■ **Given data**:
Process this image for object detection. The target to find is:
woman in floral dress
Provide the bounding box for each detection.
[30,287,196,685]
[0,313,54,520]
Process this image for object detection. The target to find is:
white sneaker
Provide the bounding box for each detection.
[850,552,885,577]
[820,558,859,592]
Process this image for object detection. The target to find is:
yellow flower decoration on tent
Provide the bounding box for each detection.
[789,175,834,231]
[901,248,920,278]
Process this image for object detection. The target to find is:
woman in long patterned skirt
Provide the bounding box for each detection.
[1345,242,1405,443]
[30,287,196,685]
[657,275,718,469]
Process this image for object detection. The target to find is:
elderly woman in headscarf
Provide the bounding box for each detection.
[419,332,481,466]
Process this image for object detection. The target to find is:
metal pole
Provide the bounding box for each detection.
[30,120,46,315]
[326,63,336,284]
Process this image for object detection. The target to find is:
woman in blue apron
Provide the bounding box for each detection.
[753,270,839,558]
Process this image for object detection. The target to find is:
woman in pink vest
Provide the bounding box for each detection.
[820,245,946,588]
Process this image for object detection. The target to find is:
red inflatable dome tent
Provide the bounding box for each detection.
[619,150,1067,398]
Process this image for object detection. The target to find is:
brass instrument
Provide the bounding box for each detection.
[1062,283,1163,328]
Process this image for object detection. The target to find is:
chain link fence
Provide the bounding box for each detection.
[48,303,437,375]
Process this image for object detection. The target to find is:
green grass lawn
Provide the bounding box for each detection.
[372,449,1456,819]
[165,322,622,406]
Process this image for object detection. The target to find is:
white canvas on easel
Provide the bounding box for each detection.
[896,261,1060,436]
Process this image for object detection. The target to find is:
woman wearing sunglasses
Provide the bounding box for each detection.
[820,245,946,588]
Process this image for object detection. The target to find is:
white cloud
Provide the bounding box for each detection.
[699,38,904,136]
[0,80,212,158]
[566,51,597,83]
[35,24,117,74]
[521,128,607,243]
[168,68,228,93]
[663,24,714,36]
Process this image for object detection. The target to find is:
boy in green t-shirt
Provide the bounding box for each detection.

■ **Challenge**: Copy out again, word for word, the lines from the very first one above through the line that contains "[820,558,859,592]", including both of those lines.

■ **Answer to the problem**:
Process this image for object detection. The target to find is:
woman in floral dress
Provide the bounding box for each detection.
[30,287,196,685]
[0,313,54,520]
Process this image for object detection. The target to find is:
white sneaker
Provide the bounding box for each detection.
[850,552,885,577]
[820,558,859,592]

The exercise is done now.